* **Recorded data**
** START **

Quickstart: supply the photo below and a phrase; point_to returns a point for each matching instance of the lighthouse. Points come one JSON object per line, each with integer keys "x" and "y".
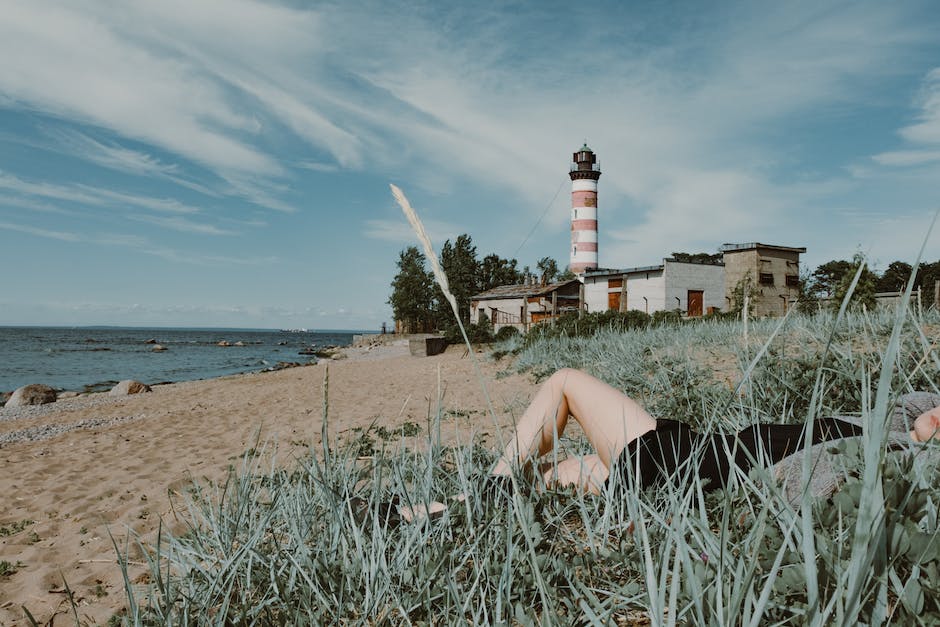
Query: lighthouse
{"x": 584, "y": 172}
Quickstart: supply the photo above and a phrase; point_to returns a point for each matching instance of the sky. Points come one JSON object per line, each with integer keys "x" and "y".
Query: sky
{"x": 227, "y": 162}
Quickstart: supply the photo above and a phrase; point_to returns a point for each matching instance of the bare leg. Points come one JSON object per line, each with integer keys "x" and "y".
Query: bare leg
{"x": 609, "y": 418}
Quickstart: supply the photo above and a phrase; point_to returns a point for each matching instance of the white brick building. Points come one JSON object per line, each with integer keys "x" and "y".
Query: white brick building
{"x": 692, "y": 288}
{"x": 523, "y": 305}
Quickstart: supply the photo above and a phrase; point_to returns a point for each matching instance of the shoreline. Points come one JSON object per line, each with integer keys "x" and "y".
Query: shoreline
{"x": 122, "y": 465}
{"x": 292, "y": 359}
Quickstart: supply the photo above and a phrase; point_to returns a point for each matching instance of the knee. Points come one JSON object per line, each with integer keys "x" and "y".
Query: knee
{"x": 564, "y": 375}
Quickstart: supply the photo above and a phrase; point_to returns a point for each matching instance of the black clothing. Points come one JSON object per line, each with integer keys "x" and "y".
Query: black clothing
{"x": 653, "y": 457}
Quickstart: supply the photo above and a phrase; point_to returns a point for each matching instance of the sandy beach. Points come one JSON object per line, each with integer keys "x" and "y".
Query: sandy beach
{"x": 73, "y": 470}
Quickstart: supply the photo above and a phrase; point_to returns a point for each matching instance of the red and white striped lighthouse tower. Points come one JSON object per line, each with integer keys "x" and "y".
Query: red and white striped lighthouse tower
{"x": 584, "y": 174}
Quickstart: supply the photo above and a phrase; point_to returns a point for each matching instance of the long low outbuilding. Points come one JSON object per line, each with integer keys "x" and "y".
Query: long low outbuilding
{"x": 692, "y": 288}
{"x": 521, "y": 306}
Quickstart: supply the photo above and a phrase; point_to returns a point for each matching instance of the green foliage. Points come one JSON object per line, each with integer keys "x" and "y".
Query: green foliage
{"x": 705, "y": 258}
{"x": 459, "y": 261}
{"x": 744, "y": 287}
{"x": 412, "y": 295}
{"x": 281, "y": 545}
{"x": 895, "y": 277}
{"x": 548, "y": 269}
{"x": 827, "y": 276}
{"x": 506, "y": 333}
{"x": 864, "y": 293}
{"x": 587, "y": 324}
{"x": 495, "y": 271}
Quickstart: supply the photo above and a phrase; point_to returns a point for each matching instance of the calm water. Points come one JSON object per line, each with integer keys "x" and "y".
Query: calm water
{"x": 73, "y": 358}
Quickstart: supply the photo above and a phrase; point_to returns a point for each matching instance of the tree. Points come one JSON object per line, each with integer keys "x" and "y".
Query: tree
{"x": 548, "y": 269}
{"x": 411, "y": 297}
{"x": 895, "y": 277}
{"x": 708, "y": 258}
{"x": 864, "y": 293}
{"x": 496, "y": 271}
{"x": 459, "y": 261}
{"x": 827, "y": 277}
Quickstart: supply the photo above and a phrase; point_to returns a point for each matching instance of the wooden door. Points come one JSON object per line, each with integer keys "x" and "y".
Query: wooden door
{"x": 613, "y": 298}
{"x": 695, "y": 299}
{"x": 613, "y": 301}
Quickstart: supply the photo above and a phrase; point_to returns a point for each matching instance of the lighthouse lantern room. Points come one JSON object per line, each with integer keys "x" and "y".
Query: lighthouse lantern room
{"x": 584, "y": 172}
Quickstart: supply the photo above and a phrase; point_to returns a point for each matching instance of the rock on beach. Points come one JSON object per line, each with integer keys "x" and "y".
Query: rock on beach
{"x": 129, "y": 386}
{"x": 32, "y": 394}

** END **

* **INSTRUCTION**
All the lines above are to be reproduced exactly, except the pictures.

* **THE OUTPUT**
Quickstart: supply the photo below and a phrase; point_to returns a point for each matching instance of the lighthouse. Points come one JSON object per line, each with integer keys "x" and "y".
Query: lighthouse
{"x": 584, "y": 172}
Quickstart: supply the photo above and a phrase; point_to returns a point for each matching instance of the sky. Points come one JSON object per line, each with integer keys "x" and "y".
Query: sky
{"x": 227, "y": 162}
Quickstart: supply the photo above and a phrase; point_to returns a point for each matching instance of the bare leg. Points come one JSON object per line, each with integer keys "x" and "y".
Query: bare leg
{"x": 609, "y": 418}
Quickstart: supply the photo above and a phrase; point_to returns a point for each matching instance of the white brick building. Points come one JSON object per line, each with integer keys "x" and "y".
Query: white brick building
{"x": 692, "y": 288}
{"x": 523, "y": 305}
Quickstart: supply the photo above and a phrase; point_to returns a point for each matching instance of the shoreline. Points come one JSON object per line, each with integer keys "x" and "y".
Query: shoreline
{"x": 122, "y": 465}
{"x": 292, "y": 359}
Quickstart: supply the photo above and a phrase; point_to returns a point for each matching instance of the knee. Points come one JSON object per line, each with integer keys "x" and "y".
Query: knee
{"x": 564, "y": 375}
Quickstart: supply the photo above and a phrase; point_to returns a point for each matching instance of the black clothing. Points come one JSON object per line, each with integer keys "x" and "y".
Query: black clothing
{"x": 653, "y": 457}
Quickstart: supply the photo above and a phrase; point_to returns a point for each matching instance of the sandy beach. Points come one JSON object per line, each with integer keys "x" and "y".
Query: sandy beach
{"x": 73, "y": 470}
Quickstart: supply the photo above and a phrase; point_to returns a point for each matching instance of the red and white striped lighthouse tower. Points come one JSON object per line, each with integer keys "x" and "y".
Query: red and white striped lighthouse tower
{"x": 584, "y": 174}
Quickstart: supply the photo above and a phrase; point_to returns a point for each matching instance of the long low outbuilding. Points come one JSON object per line, each with integer keys "x" and "y".
Query: long low outbuilding
{"x": 692, "y": 288}
{"x": 521, "y": 306}
Quickstart: supply the photo above and a phrase; point_to returns a point for each matching instance of the green foliage. Points come one JSON object per line, each with integer keys "x" and "y".
Query: green foliage
{"x": 705, "y": 258}
{"x": 459, "y": 261}
{"x": 744, "y": 287}
{"x": 412, "y": 295}
{"x": 281, "y": 545}
{"x": 895, "y": 277}
{"x": 548, "y": 269}
{"x": 827, "y": 276}
{"x": 506, "y": 333}
{"x": 864, "y": 293}
{"x": 587, "y": 324}
{"x": 495, "y": 271}
Quickstart: supply the photo above and a phrase; point_to returns a point for each matching instance of the calm water. Points come one JSON object per line, each with integer keys "x" and "y".
Query: calm water
{"x": 73, "y": 358}
Quickstart: supply the photo above and a phrase; point_to returns a point for each matching instance of the tree. Points come one JSON object per line, each with integer keys "x" and "y".
Query: tree
{"x": 548, "y": 269}
{"x": 411, "y": 297}
{"x": 895, "y": 277}
{"x": 708, "y": 258}
{"x": 864, "y": 293}
{"x": 496, "y": 271}
{"x": 459, "y": 261}
{"x": 827, "y": 277}
Quickstart: supply the photo above and a phrase; point_to returns a point for each matching instance of the wooden door. Points come one JSON object per line, each with integer keys "x" and "y".
Query: wooden door
{"x": 613, "y": 298}
{"x": 695, "y": 299}
{"x": 613, "y": 301}
Quickstart: supply the photo above and a phrase; point_to returns a point for each matching instance of the lighthouse lantern room. Points come one JSON object per line, each with integer keys "x" and "y".
Query: lighthouse lantern room
{"x": 584, "y": 172}
Quickstart: supply the photo above and a phrase; point_to returns a point for each matching instance of the rock on beach. Points come one JSON object per line, each with integer keys "x" and "y".
Query: rock on beach
{"x": 129, "y": 386}
{"x": 32, "y": 394}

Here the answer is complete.